### [Testo estratto]
++++++++++++++++++++

La cosa più dura da mandar giù è che è successo nel silenzio più totale, col plauso dei cittadini, il silenzio di chi, a mio avviso, ma io non conto nulla, avrebbe dovuto parlare, uno sgombero efficiente, rapido, inodore.

Oggi, a Cornigliano, dove hanno sgomberato un campo rom che, intendiamoci, avrebbe dovuto essere sgomberato da anni, mancavano le nobili associazioni che si occupano di diritti civili e libertà, che chiedono a gran voce legalità e rispetto della costituzione.

++++++++++++++++++++

### [Dati grezzi]
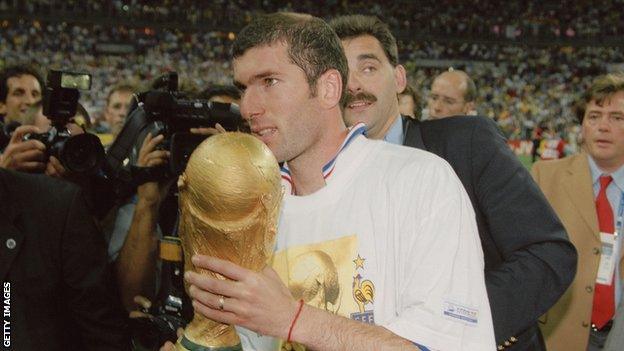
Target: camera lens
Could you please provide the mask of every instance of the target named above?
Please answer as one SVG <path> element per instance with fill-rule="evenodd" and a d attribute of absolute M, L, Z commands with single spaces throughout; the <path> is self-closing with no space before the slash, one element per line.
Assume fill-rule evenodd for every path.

++++++++++++++++++++

### [Compiti]
[a] Nel testo sullo sgombero del campo rom, in quale località è avvenuto lo sgombero?
[b] Riproduci fedelmente la parte del testo sullo sgombero del campo rom compresa tra "Oggi, a Cornigliano, dove" e "rispetto della costituzione.", estremi inclusi.
[c] Porta avanti il testo sullo sgombero del campo rom di Cornigliano, partendo subito dopo l'ultima frase riportata.

### [Risposte]
[a] A Cornigliano.

[b]
Oggi, a Cornigliano, dove hanno sgomberato un campo rom che, intendiamoci, avrebbe dovuto essere sgomberato da anni, mancavano le nobili associazioni che si occupano di diritti civili e libertà, che chiedono a gran voce legalità e rispetto della costituzione.

[c]
No, non volevo che difendessero i rom, io e i miei colleghi dell’Istituto comprensivo di Cornigliano, Genova, Italia, Europa, avremmo voluto che spendessero una parola per tutelare il diritto allo studio dei bambini che vivevano in quel campo e frequentavano la nostra scuola. Una parola per chiedere che i progetti avviati su quei bambini continuassero, che le ore di formazione fatte dagli insegnanti fuori dall’orario di lavoro per imparare come gestirli, come avviare un difficile processo di integrazione, per spiegargli che un’altra vita era possibile non andassero persi, come l’impegno di quello stesso comune che li ha sgomberati, che aveva avviato un progetto  che aveva dato frutti ed è stato annullato quest’anno.

Viene da pensare che difendere i rom, anche i bambini rom sia una scelta politicamente infelice, che spendere una parola per loro possa costare tessere, sovvenzioni, favore popolare, e allora è meglio tacere e far parlare solo insegnanti e maestre che, tanto, non contano niente, non danno fastidio e possono tenersi insulti e sopportare l’ironia greve sui forum dei giornali o sui social network.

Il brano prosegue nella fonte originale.